PROBLEMS TO SOLVE >>
A) Answer these questions using the data-apps transcript:
(i) What kind of company is MADEC?
(ii) Which two full-blown data applications are named?
(iii) What was Sarah Catanzaro specifically talking about when she used the word "data apps"?
B) Gather every row that contains the string "beach", matching case, and copy each one.

GIVEN TEXT >>

And I would say dashboards is only one of the interfaces. There are many other interface where data’s being consumed. We recently made an investment in a company called MADEC. It is actually a dynamic PowerPoint slide generation company, but if you think about it, the secret power of that is actually instead of people copy pasting data from their dashboards from Salesforce all the time is the data team writes SQL queries directly to their data warehouses, [and] that’s automatically put into Google Slides or PowerPoints, and that’s a very smart way of utilizing data and automating a lot of mundane workflow. And again, that’s just data as a feature, and of course there are many full-blown data applications like Panther or Indicative that’s getting the next generation.
Splunk or Amplitude on top of data warehouses, and of course the retools of the world is really giving them power to the SQL proficient users to, again, like you said, Julia do the [00:19:00] applications for internal use cases.
Julia Schottenstein: Yeah. So just to underline that, you just described security and massive industry and two internal tools, which is usually all custom, now being built off of your data warehouse, that’s super powerful.
Sarah Catanzaro: And I think ultimately we’re talking about three different things though. And I worry sometimes that by focusing on what I’ll describe as like the first two, we somewhat underestimate or undervalue the third. When I say, maybe used the word "data apps" before, I was specifically talking about SaaS applications that are built on top of the data warehouse.

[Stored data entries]
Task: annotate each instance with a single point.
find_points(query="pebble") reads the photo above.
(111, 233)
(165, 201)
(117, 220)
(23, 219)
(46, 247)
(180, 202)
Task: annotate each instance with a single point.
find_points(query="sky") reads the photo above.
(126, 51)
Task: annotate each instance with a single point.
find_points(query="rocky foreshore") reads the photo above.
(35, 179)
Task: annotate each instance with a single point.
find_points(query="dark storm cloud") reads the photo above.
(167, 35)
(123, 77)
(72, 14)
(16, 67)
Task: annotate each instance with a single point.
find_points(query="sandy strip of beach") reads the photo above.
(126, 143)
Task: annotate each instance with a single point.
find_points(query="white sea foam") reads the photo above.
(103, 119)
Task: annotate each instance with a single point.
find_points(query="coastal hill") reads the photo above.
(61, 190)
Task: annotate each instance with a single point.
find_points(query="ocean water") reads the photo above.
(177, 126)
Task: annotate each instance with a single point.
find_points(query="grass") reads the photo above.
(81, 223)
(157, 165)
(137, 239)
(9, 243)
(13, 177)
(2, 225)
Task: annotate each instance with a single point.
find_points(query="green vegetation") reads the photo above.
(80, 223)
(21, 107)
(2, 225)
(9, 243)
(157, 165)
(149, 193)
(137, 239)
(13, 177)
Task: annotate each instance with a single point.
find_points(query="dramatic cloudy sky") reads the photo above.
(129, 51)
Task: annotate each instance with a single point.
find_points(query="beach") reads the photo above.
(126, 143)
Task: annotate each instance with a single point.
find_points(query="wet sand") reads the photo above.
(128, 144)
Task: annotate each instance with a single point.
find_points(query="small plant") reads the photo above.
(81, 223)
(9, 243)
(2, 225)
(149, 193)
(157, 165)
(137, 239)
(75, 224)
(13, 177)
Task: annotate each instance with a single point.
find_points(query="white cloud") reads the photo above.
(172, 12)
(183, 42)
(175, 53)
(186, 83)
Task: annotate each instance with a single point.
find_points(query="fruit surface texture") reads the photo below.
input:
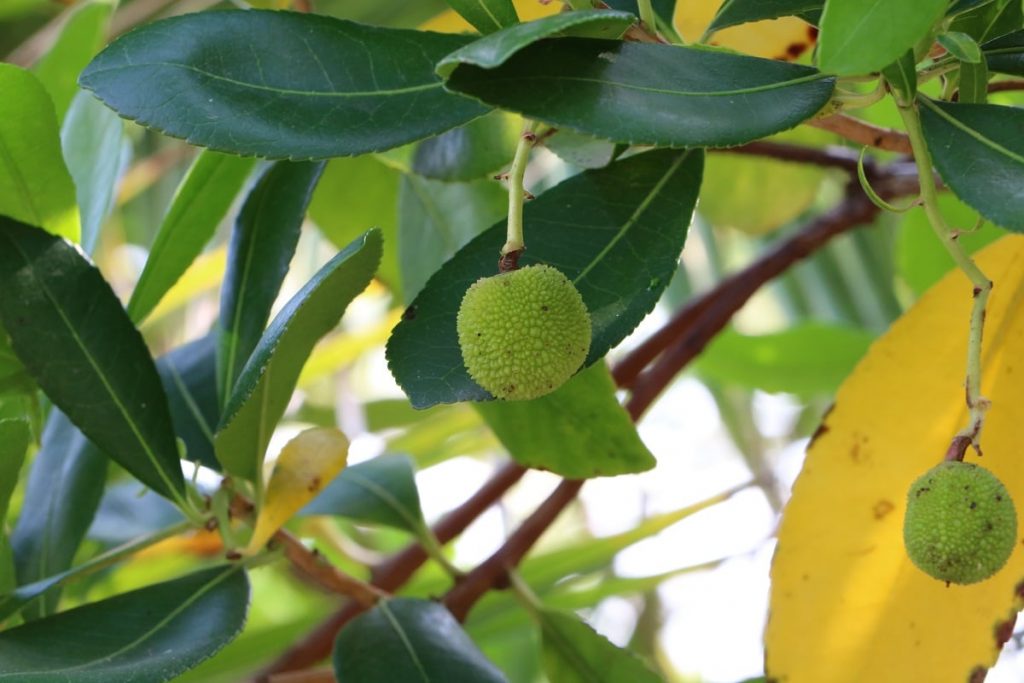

ANSWERS TO THE TASKS >>
A)
(i) A dynamic PowerPoint slide generation company.
(ii) Panther and Indicative.
(iii) SaaS applications that are built on top of the data warehouse.

B)
find_points(query="sandy strip of beach") reads the photo above.
find_points(query="beach") reads the photo above.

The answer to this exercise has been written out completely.